> Problem to solve:
Print out each entry below exactly; do not carry over any image.

[Referring expression pointing data]
§ §
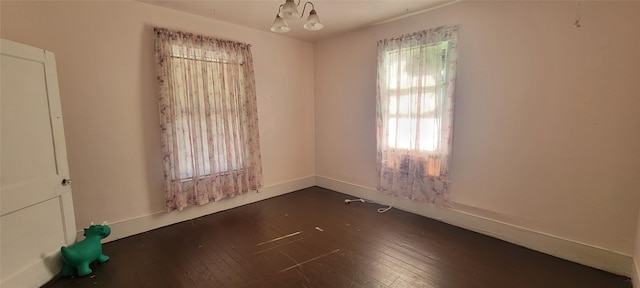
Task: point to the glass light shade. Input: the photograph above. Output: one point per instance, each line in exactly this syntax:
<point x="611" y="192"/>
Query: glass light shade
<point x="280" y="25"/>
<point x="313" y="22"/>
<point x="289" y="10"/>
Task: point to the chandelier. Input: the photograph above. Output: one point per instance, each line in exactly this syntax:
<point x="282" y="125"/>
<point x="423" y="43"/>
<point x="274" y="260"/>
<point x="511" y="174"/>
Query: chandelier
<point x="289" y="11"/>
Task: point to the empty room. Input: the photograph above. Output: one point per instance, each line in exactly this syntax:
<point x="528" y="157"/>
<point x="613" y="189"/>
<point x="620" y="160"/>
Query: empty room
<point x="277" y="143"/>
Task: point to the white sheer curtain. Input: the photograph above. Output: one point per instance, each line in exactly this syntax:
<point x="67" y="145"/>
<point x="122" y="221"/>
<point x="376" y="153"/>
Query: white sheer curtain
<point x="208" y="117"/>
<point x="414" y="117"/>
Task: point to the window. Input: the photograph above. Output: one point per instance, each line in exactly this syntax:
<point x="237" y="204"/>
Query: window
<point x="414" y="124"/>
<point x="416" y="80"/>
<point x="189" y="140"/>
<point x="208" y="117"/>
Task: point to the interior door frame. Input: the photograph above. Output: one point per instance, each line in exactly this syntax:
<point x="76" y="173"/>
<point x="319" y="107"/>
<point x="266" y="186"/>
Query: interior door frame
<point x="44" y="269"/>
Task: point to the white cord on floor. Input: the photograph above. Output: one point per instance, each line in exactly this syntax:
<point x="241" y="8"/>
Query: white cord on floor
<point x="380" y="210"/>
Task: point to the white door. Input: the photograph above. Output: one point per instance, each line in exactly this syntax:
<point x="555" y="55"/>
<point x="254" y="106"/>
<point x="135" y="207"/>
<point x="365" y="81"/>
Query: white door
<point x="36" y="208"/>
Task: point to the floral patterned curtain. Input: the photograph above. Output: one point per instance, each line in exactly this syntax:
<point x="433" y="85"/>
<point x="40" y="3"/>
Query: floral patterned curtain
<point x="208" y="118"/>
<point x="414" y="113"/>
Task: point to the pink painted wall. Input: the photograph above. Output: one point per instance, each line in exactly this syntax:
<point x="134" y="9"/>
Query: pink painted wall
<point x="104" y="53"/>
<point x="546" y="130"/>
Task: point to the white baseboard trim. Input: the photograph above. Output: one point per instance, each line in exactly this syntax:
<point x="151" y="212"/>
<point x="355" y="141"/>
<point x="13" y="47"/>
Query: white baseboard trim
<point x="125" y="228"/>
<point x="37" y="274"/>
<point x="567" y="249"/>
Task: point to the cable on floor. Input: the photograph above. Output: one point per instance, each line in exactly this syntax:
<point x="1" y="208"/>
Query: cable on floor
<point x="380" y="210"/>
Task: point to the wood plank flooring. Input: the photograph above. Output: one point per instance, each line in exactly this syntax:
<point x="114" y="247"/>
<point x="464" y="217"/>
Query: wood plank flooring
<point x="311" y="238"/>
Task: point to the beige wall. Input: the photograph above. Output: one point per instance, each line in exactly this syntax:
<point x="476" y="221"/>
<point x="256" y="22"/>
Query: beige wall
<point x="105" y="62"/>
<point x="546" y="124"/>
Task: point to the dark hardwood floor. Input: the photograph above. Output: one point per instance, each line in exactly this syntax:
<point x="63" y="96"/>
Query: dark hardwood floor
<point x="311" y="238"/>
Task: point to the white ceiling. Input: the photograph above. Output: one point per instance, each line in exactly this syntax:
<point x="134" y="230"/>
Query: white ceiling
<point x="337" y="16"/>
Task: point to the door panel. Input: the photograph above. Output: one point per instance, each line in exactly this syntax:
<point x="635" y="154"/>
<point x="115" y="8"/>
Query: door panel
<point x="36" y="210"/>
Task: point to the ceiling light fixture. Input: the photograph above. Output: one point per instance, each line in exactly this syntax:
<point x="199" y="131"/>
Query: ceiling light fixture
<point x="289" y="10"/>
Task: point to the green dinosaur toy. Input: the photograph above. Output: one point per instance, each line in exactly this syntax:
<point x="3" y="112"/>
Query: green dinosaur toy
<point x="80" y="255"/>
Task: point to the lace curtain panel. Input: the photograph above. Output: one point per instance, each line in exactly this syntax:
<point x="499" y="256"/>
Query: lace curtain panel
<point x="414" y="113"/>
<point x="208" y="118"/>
§ §
> Problem solution:
Task: point to the glass light shade. Input: the photograph above. Output: one point per instance, each line in exactly this syntax:
<point x="611" y="192"/>
Query: glass light shade
<point x="280" y="25"/>
<point x="313" y="22"/>
<point x="289" y="10"/>
Task: point to the chandelier. Input: the photograph above. Output: one point per instance, each line in exactly this syntax:
<point x="282" y="125"/>
<point x="423" y="43"/>
<point x="274" y="260"/>
<point x="511" y="174"/>
Query: chandelier
<point x="289" y="11"/>
Task: point to the empty room. Input: the photograph above. Output: one point per instance, each line in exactly this syntax:
<point x="528" y="157"/>
<point x="613" y="189"/>
<point x="620" y="160"/>
Query: empty room
<point x="277" y="143"/>
Task: point to the white sheer curtain. Input: the photograph above. Output: one point per instance, each line in exactly this syntax:
<point x="67" y="145"/>
<point x="122" y="221"/>
<point x="376" y="153"/>
Query: white sheer curtain
<point x="208" y="117"/>
<point x="414" y="117"/>
Task: point to the window. Input: the photograph above. Output: one point per instance, each line in exactly this syntax:
<point x="237" y="204"/>
Query: window
<point x="414" y="124"/>
<point x="416" y="80"/>
<point x="189" y="140"/>
<point x="208" y="117"/>
Task: point to the interior door frame. Input: the photograph above. Output: one point per instance, each line in exactly this syntax:
<point x="76" y="173"/>
<point x="319" y="107"/>
<point x="266" y="186"/>
Query: interior door frame
<point x="44" y="269"/>
Task: point to the white cord on floor. Input: the photograph above. Output: one point per instance, each line in exactly this syntax:
<point x="241" y="8"/>
Query: white cord on floor
<point x="380" y="210"/>
Task: point to the white door. Input: the photograph above. Output: one point per instance, each line in exactly this syntax:
<point x="555" y="55"/>
<point x="254" y="106"/>
<point x="135" y="207"/>
<point x="365" y="81"/>
Query: white door
<point x="36" y="208"/>
Task: point to the floral patterned curtain. Input: the photograph above. Output: one point per instance, each line in exactly this syntax:
<point x="433" y="85"/>
<point x="40" y="3"/>
Query: floral patterned curtain
<point x="208" y="118"/>
<point x="414" y="113"/>
Task: point to the pink painted wall. Input: the photograph above. Output: one point per instance, each line in exactly this syntax:
<point x="134" y="9"/>
Query: pink painted wall
<point x="104" y="53"/>
<point x="546" y="130"/>
Task: point to the white baseboard trim. Input: the photograph above. Output: one point per instance, each line in exactly this syntax:
<point x="151" y="212"/>
<point x="355" y="141"/>
<point x="13" y="47"/>
Query: white baseboard trim
<point x="125" y="228"/>
<point x="37" y="274"/>
<point x="567" y="249"/>
Task: point to the cable on floor. Input: the photograph above. Output: one point per instance, each line in exactly this syntax:
<point x="1" y="208"/>
Query: cable on floor
<point x="380" y="210"/>
Task: point to the wood plank flooring. Input: the photograph above. Output: one point per instance, each line in exactly this syntax:
<point x="114" y="247"/>
<point x="464" y="217"/>
Query: wood plank flooring
<point x="311" y="238"/>
Task: point to the beige wall. Input: the photograph above. Output: one point per instance, each line in exactly this syntax:
<point x="476" y="221"/>
<point x="256" y="22"/>
Query: beige wall
<point x="105" y="62"/>
<point x="546" y="124"/>
Task: point to the dark hardwood floor. Input: the photograph above. Output: one point per instance, each line in exactly this syntax:
<point x="63" y="96"/>
Query: dark hardwood floor
<point x="311" y="238"/>
Task: point to the white ceiling. Input: the photograph above. Output: one point per instance, each line in exactly this syntax:
<point x="134" y="230"/>
Query: white ceiling
<point x="337" y="16"/>
Task: point to the door panel. Input: the photograph above. Output: one point per instance, each line in exactly this syntax:
<point x="635" y="154"/>
<point x="115" y="8"/>
Query: door panel
<point x="36" y="210"/>
Task: point to the ceiling light fixture. Input: the photograph above. Output: one point per instance, each line in exactly this syntax:
<point x="199" y="131"/>
Query: ceiling light fixture
<point x="289" y="10"/>
Task: point to the green dinosaur toy. Input: the photograph above. Output: one point per instance, each line in exactly this syntax:
<point x="3" y="112"/>
Query: green dinosaur toy
<point x="80" y="255"/>
Task: point to the lace curtain panel. Input: the photograph above. Output: one point per instance, each line in exactly this syntax:
<point x="499" y="256"/>
Query: lace curtain panel
<point x="414" y="113"/>
<point x="208" y="118"/>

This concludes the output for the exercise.